[Objective]: Drop every picture and copy exactly the lines from the one with "Each instance of the dirt" through the last line of the listing below.

-- Start Data rows --

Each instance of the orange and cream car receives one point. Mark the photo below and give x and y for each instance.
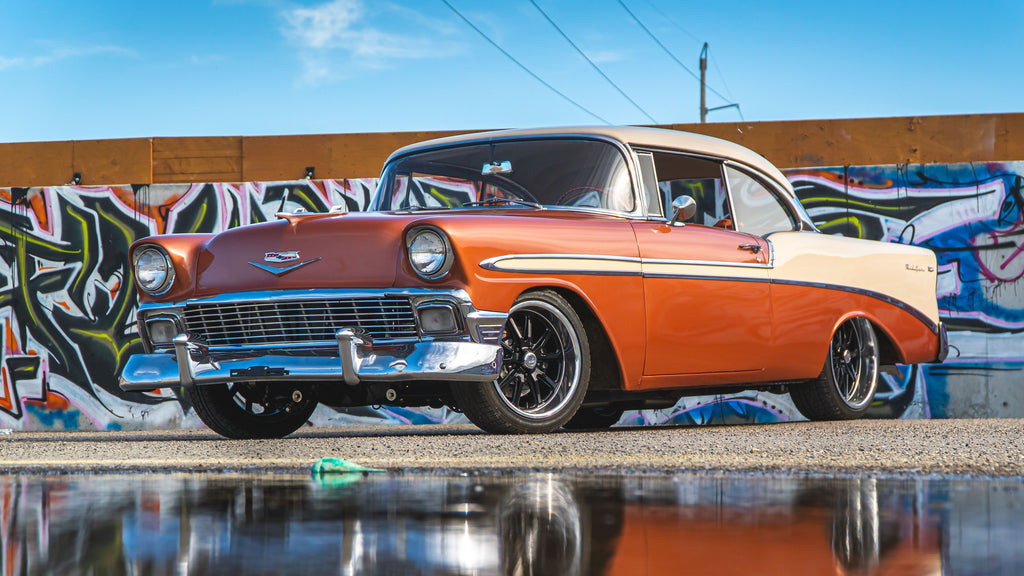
(534, 280)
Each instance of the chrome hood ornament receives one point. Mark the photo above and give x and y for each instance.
(283, 256)
(279, 257)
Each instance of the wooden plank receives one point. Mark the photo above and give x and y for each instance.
(333, 156)
(790, 145)
(27, 164)
(124, 161)
(197, 159)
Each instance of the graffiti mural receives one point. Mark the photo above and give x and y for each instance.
(67, 304)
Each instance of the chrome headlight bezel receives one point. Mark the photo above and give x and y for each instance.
(429, 252)
(156, 256)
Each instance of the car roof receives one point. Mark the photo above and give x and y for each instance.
(635, 136)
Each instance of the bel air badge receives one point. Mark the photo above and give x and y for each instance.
(279, 257)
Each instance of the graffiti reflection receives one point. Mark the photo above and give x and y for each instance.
(506, 524)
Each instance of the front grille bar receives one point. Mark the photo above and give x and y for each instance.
(298, 322)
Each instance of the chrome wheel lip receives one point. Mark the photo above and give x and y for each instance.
(853, 360)
(568, 373)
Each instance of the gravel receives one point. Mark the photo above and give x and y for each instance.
(948, 448)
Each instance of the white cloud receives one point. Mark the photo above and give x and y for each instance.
(344, 27)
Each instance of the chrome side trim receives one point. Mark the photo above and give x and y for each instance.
(922, 317)
(564, 263)
(704, 263)
(596, 264)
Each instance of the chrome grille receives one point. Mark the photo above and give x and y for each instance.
(298, 322)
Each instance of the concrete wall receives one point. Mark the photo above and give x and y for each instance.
(68, 314)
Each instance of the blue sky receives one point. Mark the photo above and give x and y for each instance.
(103, 69)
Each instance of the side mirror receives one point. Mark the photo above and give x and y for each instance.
(683, 208)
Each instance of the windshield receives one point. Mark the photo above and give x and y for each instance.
(552, 173)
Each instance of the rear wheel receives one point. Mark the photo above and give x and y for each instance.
(248, 410)
(846, 386)
(545, 370)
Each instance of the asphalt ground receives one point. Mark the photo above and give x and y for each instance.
(989, 448)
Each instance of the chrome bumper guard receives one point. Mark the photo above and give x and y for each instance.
(356, 362)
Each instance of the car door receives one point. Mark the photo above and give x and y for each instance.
(706, 284)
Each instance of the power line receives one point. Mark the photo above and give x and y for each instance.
(594, 66)
(688, 33)
(667, 50)
(674, 23)
(520, 65)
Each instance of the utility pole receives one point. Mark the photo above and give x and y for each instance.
(704, 89)
(704, 96)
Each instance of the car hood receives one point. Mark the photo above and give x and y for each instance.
(348, 250)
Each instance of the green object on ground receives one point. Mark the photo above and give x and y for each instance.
(326, 466)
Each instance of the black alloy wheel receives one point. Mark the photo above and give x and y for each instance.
(545, 370)
(846, 386)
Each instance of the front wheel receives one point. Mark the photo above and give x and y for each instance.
(248, 410)
(846, 386)
(545, 370)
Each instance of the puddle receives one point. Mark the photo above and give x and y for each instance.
(560, 524)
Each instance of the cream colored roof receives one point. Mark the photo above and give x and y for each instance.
(631, 135)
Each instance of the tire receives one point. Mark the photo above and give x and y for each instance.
(597, 417)
(545, 370)
(249, 410)
(846, 386)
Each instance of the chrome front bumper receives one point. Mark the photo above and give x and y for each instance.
(357, 361)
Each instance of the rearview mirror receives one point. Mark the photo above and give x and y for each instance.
(683, 208)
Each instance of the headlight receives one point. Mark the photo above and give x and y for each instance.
(429, 252)
(153, 270)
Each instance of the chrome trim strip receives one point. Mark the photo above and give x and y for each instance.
(629, 268)
(864, 292)
(624, 149)
(699, 277)
(702, 263)
(327, 293)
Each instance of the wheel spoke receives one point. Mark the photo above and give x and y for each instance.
(535, 388)
(516, 391)
(556, 391)
(515, 329)
(540, 342)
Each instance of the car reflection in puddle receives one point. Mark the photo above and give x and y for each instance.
(517, 523)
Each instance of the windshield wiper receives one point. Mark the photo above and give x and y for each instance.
(411, 208)
(496, 200)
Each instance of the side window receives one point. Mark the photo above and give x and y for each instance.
(700, 179)
(758, 211)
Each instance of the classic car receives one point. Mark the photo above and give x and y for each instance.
(534, 280)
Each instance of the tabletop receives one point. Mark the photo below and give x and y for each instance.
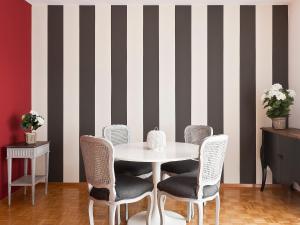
(139, 152)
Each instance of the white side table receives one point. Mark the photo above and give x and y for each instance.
(26, 151)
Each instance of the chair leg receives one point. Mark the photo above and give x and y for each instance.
(200, 213)
(161, 205)
(218, 204)
(91, 212)
(189, 212)
(112, 214)
(193, 210)
(126, 212)
(149, 211)
(118, 215)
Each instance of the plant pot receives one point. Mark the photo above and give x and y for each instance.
(279, 123)
(30, 137)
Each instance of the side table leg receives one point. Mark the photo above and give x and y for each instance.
(264, 169)
(25, 172)
(46, 172)
(9, 165)
(33, 179)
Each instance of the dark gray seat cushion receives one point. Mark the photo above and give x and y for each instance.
(180, 167)
(185, 186)
(127, 187)
(132, 168)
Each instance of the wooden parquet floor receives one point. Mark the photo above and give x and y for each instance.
(66, 204)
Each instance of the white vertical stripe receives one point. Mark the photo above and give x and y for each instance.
(39, 77)
(71, 93)
(294, 56)
(263, 73)
(135, 71)
(232, 92)
(199, 65)
(167, 70)
(102, 67)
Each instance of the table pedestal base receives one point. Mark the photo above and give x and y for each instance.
(172, 218)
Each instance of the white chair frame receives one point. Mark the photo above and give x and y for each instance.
(106, 133)
(187, 137)
(200, 201)
(113, 205)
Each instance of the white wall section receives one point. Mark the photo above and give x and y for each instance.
(135, 72)
(232, 92)
(39, 77)
(167, 70)
(71, 94)
(199, 65)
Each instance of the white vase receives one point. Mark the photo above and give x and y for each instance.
(156, 139)
(279, 123)
(30, 137)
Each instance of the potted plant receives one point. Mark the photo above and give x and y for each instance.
(30, 123)
(278, 101)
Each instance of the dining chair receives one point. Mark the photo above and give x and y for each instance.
(194, 134)
(119, 134)
(106, 187)
(198, 186)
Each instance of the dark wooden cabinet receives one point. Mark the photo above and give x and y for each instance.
(280, 151)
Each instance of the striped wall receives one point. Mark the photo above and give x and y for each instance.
(164, 66)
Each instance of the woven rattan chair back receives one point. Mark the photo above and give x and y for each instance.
(211, 158)
(98, 158)
(117, 134)
(195, 134)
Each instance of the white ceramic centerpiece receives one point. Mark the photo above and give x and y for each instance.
(156, 139)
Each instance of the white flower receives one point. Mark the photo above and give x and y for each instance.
(263, 97)
(292, 93)
(40, 120)
(34, 113)
(273, 93)
(276, 87)
(280, 96)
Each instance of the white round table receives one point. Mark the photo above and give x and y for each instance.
(139, 152)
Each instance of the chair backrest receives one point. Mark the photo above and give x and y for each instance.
(117, 134)
(98, 158)
(195, 134)
(211, 158)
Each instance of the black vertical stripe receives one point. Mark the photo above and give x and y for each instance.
(119, 64)
(182, 69)
(87, 75)
(215, 48)
(150, 68)
(248, 95)
(55, 92)
(280, 45)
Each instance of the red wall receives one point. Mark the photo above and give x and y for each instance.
(15, 79)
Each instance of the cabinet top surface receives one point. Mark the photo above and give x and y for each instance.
(24, 145)
(291, 132)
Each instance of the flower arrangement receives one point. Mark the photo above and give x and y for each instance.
(32, 121)
(278, 101)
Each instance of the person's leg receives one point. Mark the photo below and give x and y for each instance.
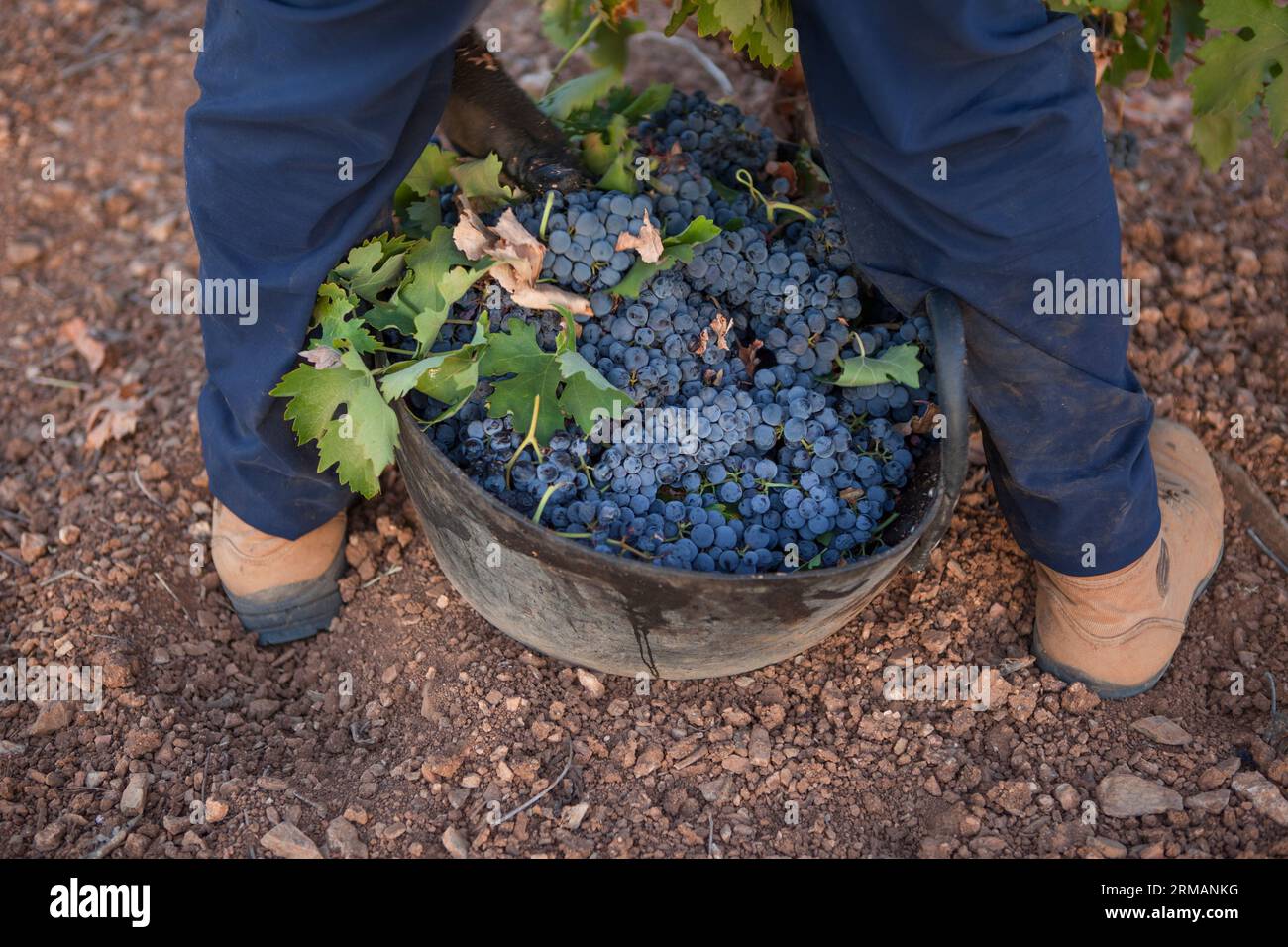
(291, 93)
(964, 141)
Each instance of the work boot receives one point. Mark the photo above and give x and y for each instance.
(1117, 633)
(282, 589)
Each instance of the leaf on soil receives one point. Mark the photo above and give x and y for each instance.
(361, 442)
(94, 352)
(114, 418)
(648, 244)
(898, 364)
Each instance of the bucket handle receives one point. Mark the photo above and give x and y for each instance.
(945, 321)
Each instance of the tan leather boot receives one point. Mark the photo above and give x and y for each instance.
(282, 589)
(1117, 631)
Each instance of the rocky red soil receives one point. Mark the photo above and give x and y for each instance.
(399, 731)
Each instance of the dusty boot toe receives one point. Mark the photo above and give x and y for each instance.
(1117, 631)
(281, 589)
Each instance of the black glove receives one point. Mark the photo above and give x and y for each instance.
(488, 112)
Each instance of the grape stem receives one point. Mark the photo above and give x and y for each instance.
(545, 214)
(531, 438)
(545, 497)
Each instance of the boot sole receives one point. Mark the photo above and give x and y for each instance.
(295, 612)
(1103, 689)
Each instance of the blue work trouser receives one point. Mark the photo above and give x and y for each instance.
(964, 141)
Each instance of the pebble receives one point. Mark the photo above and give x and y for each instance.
(591, 684)
(141, 742)
(1013, 795)
(217, 810)
(1215, 777)
(572, 815)
(1212, 802)
(1263, 795)
(1107, 848)
(52, 718)
(287, 841)
(455, 843)
(51, 836)
(1126, 795)
(31, 547)
(1078, 699)
(1163, 731)
(342, 839)
(136, 793)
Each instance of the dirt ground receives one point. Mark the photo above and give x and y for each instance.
(449, 720)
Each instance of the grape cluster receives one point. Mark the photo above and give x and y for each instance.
(741, 454)
(719, 137)
(1124, 151)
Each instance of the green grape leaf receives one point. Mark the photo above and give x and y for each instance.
(1239, 64)
(481, 180)
(369, 270)
(900, 365)
(1186, 20)
(437, 275)
(610, 47)
(361, 442)
(446, 376)
(432, 171)
(563, 21)
(520, 394)
(333, 300)
(579, 93)
(342, 333)
(683, 11)
(423, 217)
(1218, 136)
(735, 16)
(647, 102)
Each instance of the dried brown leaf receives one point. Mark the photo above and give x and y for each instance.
(321, 357)
(114, 418)
(750, 355)
(648, 243)
(76, 331)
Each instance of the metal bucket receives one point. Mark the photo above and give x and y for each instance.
(614, 615)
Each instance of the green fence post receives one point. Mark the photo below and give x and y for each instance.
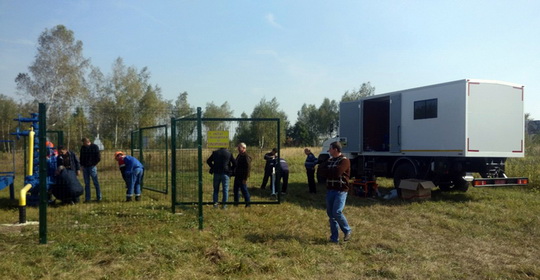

-- End Data rows --

[Right answer]:
Each instance of the dirt ground receives one point. Mark the photo above and give x and y for each instance.
(449, 720)
Each instance of the grape cluster receives one point. Mark the photo above and give x and y for each instance.
(741, 454)
(719, 137)
(1124, 151)
Each instance of the green grape leaf receives one point. Mark the photo above and give x and y for each instance.
(1239, 64)
(481, 180)
(369, 270)
(900, 365)
(1186, 20)
(437, 275)
(610, 47)
(361, 442)
(446, 376)
(432, 171)
(563, 21)
(520, 394)
(333, 300)
(579, 93)
(342, 333)
(683, 11)
(423, 217)
(1218, 136)
(735, 16)
(647, 102)
Each instance of the dried brown leaf receives one point. Mark the photo above and give x and y for each instance.
(321, 357)
(114, 418)
(750, 355)
(648, 243)
(76, 331)
Each instance of the metal bucket receives one point. Mark the photo above and give x and y for each instance.
(614, 615)
Each instance of the green fence post receives one point. Mark the photo below and give x and y for each instance.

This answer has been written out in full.